LA BANDE DU CAMP DE LA VACHE-NOIRE

 

Le nom de cette bande vient d'une butte de terre située dans la commune de Saint-Symphorien au milieu d'un taillis. C'était son lieu de rendez-vous habituel. Cette troupe pouvait compter jusqu'à cinq cents hommes. Louis Courtillé dit Saint-Paul, dit aussi le Bâtard, la commandait.

Courtillé était un enfant naturel élevé par charité dans la paroisse d'Epineux-le-Chevreuil. Quand les Vendéens passèrent dans le Maine, il était garçon de charrue et n'avait pas vingt ans. Il suivit l'armée royale, fut blessé à la bataille du Mans et revint alors dans son canton. Dès que sa blessure le lui permit, il reprit les armes. Son mépris pour le danger, son audace entreprenante surpassaient tout ce qu'on peut imaginer : il portait un chapeau couvert de plumes blanches, et souvent, au plus fort du combat, poussant son cri de guerre : "Au nom de Saint-Paul, en avant !" Il allait se placer loin des siens, en vue de l'ennemi, afin d'attirer tous les coups de son côté. Dans une guerre comme la Chouannerie, un tel homme, s'il échappe aux balles, devient chef aussitôt. Il est chef parce qu'il se tient à la tête, et on lui obéit parce qu'il dit : Suivez-moi. Ce fut ainsi que Courtillé le Bâtard fit reconnaître son autorité par ses camarades.

Sa piété comme son courage allait jusqu'à l'excès. Dans son exaltation religieuse il en vint à se figurer que l'apôtre Saint Paul lui faisait des révélations, le protégeait au milieu des dangers, et lui prescrivait ce qu'il avait à faire. Les idées mystiques auxquelles il s'abandonnait n'adoucirent point son esprit naturellement austère ; il exigeait de ses hommes la plus stricte obéissance, et punissait sans pitié la faute la plus légère. Jamais il n'accordait de pardon : "Il n'y a que Dieu qui ait raison de faire grâce, disait-il, car Dieu seul voit dans le coeur du coupable et sait s'il se repent." Il avait interdit à ses soldats toute espèce de jurements. S'étant aperçu qu'on tenait peu de compte de son ordre, il fit assembler sa troupe et lui dit : "Nous tous ici nous nous sommes dévoués à la défense de la religion ; d'après cela, on doit regarder comme un traître celui qui blasphémera le nom de Dieu ; il sera de mon devoir de le faire fusiller : ne l'oubliez pas." Un jeune homme, révolté de sa menace, se récria, et, pour le braver, prononça le jurement défendu. Courtillé, ainsi qu'il l'avait annoncé, le fit fusiller sur-le-champ.

Une seule fois il avait dit : "Je demande qu'on m'appelle par le nom de Saint-Paul qui s'est déclaré mon protecteur." Depuis ce moment, pas un des siens ne manqua jamais à l'appeler ainsi, et leur cri de combat fut : "Victoire à Saint-Paul !" Dès lors ce nom, connu et redouté par les Patriotes, sembla réellement produire un effet surnaturel.
********
**Travail demandé**.
#1 Modifiez les entrées depuis la ligne contenant « Where can the grass » jusqu'à la fin des entrées, bornes incluses, en remplaçant « Query » par « Target » sans rien changer d'autre.
#2 Reprenez le récit sur la bande du camp de la Vache-Noire et son chef Courtillé à la suite de sa dernière phrase.
Le texte fourni et les entrées proviennent de sources distinctes.
********
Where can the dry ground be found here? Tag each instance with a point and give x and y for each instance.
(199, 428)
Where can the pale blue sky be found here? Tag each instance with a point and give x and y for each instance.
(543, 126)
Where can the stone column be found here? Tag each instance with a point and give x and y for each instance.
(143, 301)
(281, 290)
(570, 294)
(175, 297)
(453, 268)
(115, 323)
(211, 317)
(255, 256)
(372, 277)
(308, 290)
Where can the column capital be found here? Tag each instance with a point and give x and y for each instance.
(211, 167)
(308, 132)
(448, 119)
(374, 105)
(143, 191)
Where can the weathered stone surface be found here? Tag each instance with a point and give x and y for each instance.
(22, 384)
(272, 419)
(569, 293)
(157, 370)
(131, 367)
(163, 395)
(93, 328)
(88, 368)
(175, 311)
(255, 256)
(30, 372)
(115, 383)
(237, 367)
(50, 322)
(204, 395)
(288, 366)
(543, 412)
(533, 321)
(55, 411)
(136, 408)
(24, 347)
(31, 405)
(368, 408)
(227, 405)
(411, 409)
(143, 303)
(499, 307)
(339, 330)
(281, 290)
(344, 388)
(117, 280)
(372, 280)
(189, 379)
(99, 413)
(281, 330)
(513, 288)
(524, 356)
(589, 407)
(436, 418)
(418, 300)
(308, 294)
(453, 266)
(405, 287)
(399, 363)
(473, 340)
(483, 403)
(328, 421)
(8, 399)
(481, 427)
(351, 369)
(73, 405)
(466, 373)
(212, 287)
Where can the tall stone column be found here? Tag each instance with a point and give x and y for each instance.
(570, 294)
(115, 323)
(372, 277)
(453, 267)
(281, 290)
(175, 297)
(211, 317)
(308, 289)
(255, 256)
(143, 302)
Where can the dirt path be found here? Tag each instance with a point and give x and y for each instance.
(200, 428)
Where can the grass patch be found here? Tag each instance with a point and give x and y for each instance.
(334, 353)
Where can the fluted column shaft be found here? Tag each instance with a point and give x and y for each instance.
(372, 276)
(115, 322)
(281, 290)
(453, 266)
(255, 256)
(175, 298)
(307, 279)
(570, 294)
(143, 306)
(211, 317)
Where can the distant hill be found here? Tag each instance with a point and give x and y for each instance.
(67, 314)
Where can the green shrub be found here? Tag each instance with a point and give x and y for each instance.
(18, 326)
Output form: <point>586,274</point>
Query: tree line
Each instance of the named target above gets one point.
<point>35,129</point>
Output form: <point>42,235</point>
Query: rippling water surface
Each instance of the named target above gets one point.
********
**Réponses par consigne**.
#1
Where can the grass patch be found here? Tag each instance with a point and give x and y for each instance.
(334, 353)
Where can the fluted column shaft be found here? Tag each instance with a point and give x and y for each instance.
(372, 276)
(115, 322)
(281, 290)
(453, 266)
(255, 256)
(175, 298)
(307, 279)
(570, 294)
(143, 306)
(211, 317)
Where can the distant hill be found here? Tag each instance with a point and give x and y for each instance.
(67, 314)
Where can the green shrub be found here? Tag each instance with a point and give x and y for each instance.
(18, 326)
Output form: <point>586,274</point>
Target: tree line
Each instance of the named target above gets one point.
<point>35,129</point>
Output form: <point>42,235</point>
Target: rippling water surface
Each instance of the named target above gets one point.

#2
Ce chef si absolu, si inflexible, était, comme je l'ai dit, un jeune homme de vingt ans. Sa petite taille, sa figure agréable, ses grands yeux bleus, son teint frais et coloré, ses longs cheveux blonds retombant en boucles sur ses épaules, tout son aspect enfin était loin d'annoncer le caractère inexorable qui faisait que les plus hardis ne l'approchaient qu'avec une sorte d'appréhension. Dès le commencement, il avait donné une organisation à sa troupe et nommé des capitaines pour les huit ou dix paroisses sur lesquelles il étendait son commandement. Ceux-ci avaient défense expresse d'admettre un étranger dans leurs rangs et devaient éviter autant que possible de se joindre aux autres Insurgés. "Je me suis chargé devant Dieu de conduire les hommes du Camp de la Vache-Noire, avait dit Saint-Paul, j'en réponds, et je ne les laisserai fauter en rien, mais personne du dehors ne doit se mêler à ma bande."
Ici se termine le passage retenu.